About this task: Copy out the entries below precisely; nothing is to be omitted.

(Data supplied Opens)

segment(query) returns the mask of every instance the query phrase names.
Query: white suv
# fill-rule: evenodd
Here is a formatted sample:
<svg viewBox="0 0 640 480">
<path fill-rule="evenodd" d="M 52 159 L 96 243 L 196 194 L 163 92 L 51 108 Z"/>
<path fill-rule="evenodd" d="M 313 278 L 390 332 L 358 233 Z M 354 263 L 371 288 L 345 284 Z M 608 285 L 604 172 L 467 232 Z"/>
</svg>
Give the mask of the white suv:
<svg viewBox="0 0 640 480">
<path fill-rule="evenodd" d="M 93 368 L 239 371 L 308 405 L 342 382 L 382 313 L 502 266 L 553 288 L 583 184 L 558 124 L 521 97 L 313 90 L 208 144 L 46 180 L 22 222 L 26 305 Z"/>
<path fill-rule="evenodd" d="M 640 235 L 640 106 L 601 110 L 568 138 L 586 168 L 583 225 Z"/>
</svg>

(Data supplied Closes)

The completed task:
segment(query) returns the mask of every instance the query phrase names.
Query: white suv
# fill-rule: evenodd
Here is a formatted sample:
<svg viewBox="0 0 640 480">
<path fill-rule="evenodd" d="M 52 159 L 96 243 L 196 194 L 163 92 L 51 108 Z"/>
<path fill-rule="evenodd" d="M 313 278 L 390 332 L 358 233 Z M 354 263 L 371 288 L 345 284 Z M 608 285 L 604 172 L 467 232 Z"/>
</svg>
Give the mask of the white suv:
<svg viewBox="0 0 640 480">
<path fill-rule="evenodd" d="M 93 368 L 239 371 L 308 405 L 342 382 L 382 313 L 502 266 L 553 288 L 583 184 L 558 124 L 521 97 L 313 90 L 208 144 L 46 180 L 22 222 L 26 305 Z"/>
<path fill-rule="evenodd" d="M 640 235 L 640 106 L 601 110 L 568 138 L 586 168 L 583 225 Z"/>
</svg>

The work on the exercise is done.